#### Written request
Please write out the lines from the line with "Point out the ear" to the line with "x=277, y=221", both included. Scale every x and y coordinate by 2.15, round each to a whole number with halves going up, and keep all other text unchanged.

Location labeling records
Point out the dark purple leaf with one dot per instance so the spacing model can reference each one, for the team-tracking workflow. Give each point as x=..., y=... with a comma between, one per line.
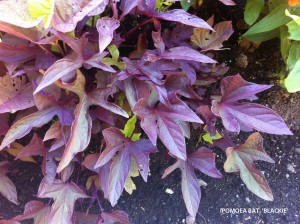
x=64, y=196
x=181, y=16
x=161, y=121
x=68, y=13
x=35, y=210
x=115, y=216
x=241, y=159
x=251, y=115
x=106, y=28
x=206, y=40
x=80, y=134
x=204, y=160
x=120, y=166
x=127, y=6
x=58, y=70
x=37, y=119
x=15, y=94
x=181, y=53
x=7, y=187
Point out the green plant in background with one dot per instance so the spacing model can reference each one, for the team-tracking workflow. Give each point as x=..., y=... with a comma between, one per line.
x=279, y=19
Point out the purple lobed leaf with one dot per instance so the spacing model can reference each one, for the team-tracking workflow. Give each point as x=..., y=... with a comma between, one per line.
x=181, y=53
x=37, y=119
x=58, y=70
x=250, y=115
x=67, y=13
x=106, y=28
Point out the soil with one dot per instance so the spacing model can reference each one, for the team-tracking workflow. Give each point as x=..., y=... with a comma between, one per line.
x=151, y=204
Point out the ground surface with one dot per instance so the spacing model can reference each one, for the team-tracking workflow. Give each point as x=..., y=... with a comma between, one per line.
x=151, y=204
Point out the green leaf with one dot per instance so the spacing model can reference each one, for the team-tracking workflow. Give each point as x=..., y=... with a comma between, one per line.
x=284, y=42
x=114, y=60
x=241, y=159
x=292, y=82
x=252, y=10
x=185, y=5
x=136, y=136
x=270, y=22
x=294, y=30
x=259, y=37
x=129, y=127
x=208, y=138
x=41, y=9
x=294, y=55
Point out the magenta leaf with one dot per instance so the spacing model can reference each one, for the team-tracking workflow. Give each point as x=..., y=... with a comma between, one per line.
x=58, y=70
x=7, y=188
x=206, y=40
x=241, y=159
x=181, y=16
x=66, y=20
x=16, y=54
x=251, y=115
x=4, y=127
x=34, y=148
x=35, y=210
x=120, y=166
x=204, y=160
x=209, y=118
x=64, y=196
x=15, y=94
x=127, y=6
x=23, y=126
x=106, y=28
x=227, y=2
x=103, y=171
x=161, y=121
x=80, y=134
x=30, y=34
x=115, y=216
x=99, y=97
x=181, y=53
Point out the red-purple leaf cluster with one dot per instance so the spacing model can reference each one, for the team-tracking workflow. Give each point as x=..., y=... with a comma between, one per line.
x=63, y=79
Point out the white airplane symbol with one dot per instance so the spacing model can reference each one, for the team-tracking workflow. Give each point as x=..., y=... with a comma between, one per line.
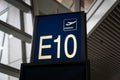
x=70, y=23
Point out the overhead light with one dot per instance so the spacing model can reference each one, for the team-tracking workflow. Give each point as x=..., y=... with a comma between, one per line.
x=10, y=36
x=1, y=48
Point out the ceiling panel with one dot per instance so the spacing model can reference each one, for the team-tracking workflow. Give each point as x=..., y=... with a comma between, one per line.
x=104, y=48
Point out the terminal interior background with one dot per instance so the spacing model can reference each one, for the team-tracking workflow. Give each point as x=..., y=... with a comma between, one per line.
x=17, y=19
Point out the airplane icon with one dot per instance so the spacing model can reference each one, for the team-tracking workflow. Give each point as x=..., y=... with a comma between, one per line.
x=70, y=23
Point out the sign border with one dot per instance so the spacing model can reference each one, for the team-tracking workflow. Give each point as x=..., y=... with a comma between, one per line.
x=83, y=31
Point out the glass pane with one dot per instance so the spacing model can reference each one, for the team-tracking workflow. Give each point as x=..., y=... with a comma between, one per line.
x=3, y=76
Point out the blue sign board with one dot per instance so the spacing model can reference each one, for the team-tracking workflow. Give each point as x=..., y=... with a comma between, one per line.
x=59, y=38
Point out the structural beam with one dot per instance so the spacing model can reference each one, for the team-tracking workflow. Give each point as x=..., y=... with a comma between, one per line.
x=9, y=70
x=15, y=32
x=20, y=4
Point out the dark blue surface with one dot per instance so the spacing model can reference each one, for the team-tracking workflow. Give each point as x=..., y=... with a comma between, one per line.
x=56, y=25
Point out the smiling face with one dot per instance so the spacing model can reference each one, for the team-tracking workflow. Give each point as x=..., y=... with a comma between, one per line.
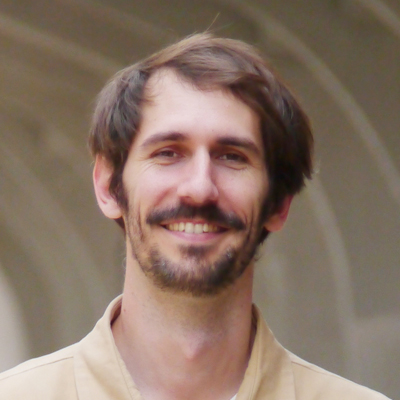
x=195, y=182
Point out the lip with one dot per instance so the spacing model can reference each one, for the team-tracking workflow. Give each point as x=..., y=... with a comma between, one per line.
x=193, y=237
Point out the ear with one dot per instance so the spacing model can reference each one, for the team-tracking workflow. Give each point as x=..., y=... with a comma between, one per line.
x=101, y=179
x=277, y=221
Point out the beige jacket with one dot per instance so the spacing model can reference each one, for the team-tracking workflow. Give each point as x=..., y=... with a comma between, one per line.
x=93, y=370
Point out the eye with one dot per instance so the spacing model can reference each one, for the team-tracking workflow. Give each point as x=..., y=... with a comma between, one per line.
x=233, y=157
x=168, y=153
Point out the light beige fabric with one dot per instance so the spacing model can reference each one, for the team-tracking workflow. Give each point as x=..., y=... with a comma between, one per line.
x=93, y=370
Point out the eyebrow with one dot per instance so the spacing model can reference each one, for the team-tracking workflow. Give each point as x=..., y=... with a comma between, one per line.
x=239, y=142
x=164, y=137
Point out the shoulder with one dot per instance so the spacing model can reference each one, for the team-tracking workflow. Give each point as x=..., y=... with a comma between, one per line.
x=315, y=382
x=45, y=377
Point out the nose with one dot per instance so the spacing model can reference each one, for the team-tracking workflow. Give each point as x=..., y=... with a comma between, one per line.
x=198, y=185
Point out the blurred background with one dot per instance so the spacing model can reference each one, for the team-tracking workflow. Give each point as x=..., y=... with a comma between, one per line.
x=328, y=284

#### Response below
Point out the ear with one dot per instance so the spacing model can reference each one, for the team-tracking workflow. Give each point as x=..., y=... with a comma between, one per line.
x=217, y=385
x=596, y=475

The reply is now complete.